提供テキスト:
Archive for the ‘遺言’ Category
公正証書遺言をお勧めする理由
公正証書遺言が望まれる理由
現在法律で認められている遺言には、以下の3種類あります。
「自筆証書遺言」「公正証書遺言」「秘密証書遺言」です。
一般的に「自筆証書遺言」の利用が最も多いのではないかと思いますが、この中で最も確実な遺言は「公正証書遺言」といえます。
公正証書遺言とは、公証役場で作成する遺言のことで作成した遺言について、遺言者の他、証人2名が立会して署名捺印の上作成します。
公証人が、中立・公正な立場に立って、場合によっては法律的なアドバイスをしてくれますので、形式的に無効な遺言が作成することはまず考えられません。
折角自筆で遺言を作成しても、それが無効なものであれば、かえって相続人が混乱してしまうこともあります。
ここでは、最も確実性の高い「公正証書遺言」について説明をしていきます。
公正証書遺言の作成手順
①遺言の内容を考える
まずは、遺言を残そうとされる方ご自身でおおまかな遺言の内容を考えます。
例えば、ご自身の財産内容(預貯金、不動産、株など)を洗い出し、どの財産を誰に渡したいか、などです。

依頼 1: 提供テキストによると、公正証書遺言の作成には遺言者のほかに誰が立ち会うか。
依頼 2: 提供テキストの「Archive for the」から「を誰に渡したいか、などです。」までを一字一句そのまま書き出してください。

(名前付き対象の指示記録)
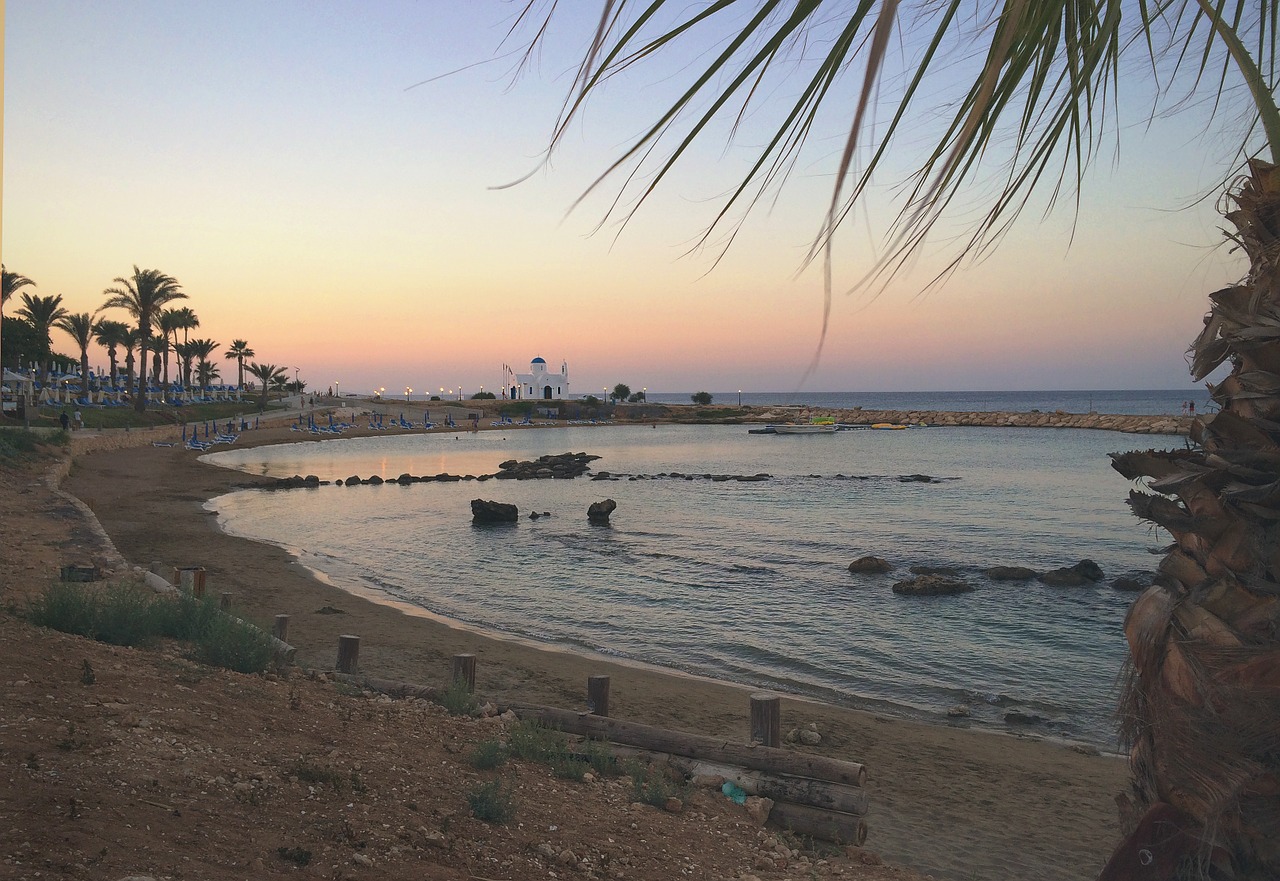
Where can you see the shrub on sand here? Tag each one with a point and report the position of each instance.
(68, 607)
(234, 644)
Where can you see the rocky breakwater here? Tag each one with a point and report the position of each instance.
(562, 466)
(997, 419)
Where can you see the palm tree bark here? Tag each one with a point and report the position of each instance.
(1201, 711)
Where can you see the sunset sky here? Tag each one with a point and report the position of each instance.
(274, 159)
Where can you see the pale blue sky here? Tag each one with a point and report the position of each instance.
(272, 158)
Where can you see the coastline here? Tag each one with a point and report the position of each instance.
(951, 802)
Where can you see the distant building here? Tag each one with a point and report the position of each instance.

解答 1: 証人2名。

解答 2:
Archive for the ‘遺言’ Category
公正証書遺言をお勧めする理由
公正証書遺言が望まれる理由
現在法律で認められている遺言には、以下の3種類あります。
「自筆証書遺言」「公正証書遺言」「秘密証書遺言」です。
一般的に「自筆証書遺言」の利用が最も多いのではないかと思いますが、この中で最も確実な遺言は「公正証書遺言」といえます。
公正証書遺言とは、公証役場で作成する遺言のことで作成した遺言について、遺言者の他、証人2名が立会して署名捺印の上作成します。
公証人が、中立・公正な立場に立って、場合によっては法律的なアドバイスをしてくれますので、形式的に無効な遺言が作成することはまず考えられません。
折角自筆で遺言を作成しても、それが無効なものであれば、かえって相続人が混乱してしまうこともあります。
ここでは、最も確実性の高い「公正証書遺言」について説明をしていきます。
公正証書遺言の作成手順
①遺言の内容を考える
まずは、遺言を残そうとされる方ご自身でおおまかな遺言の内容を考えます。
例えば、ご自身の財産内容(預貯金、不動産、株など)を洗い出し、どの財産を誰に渡したいか、などです。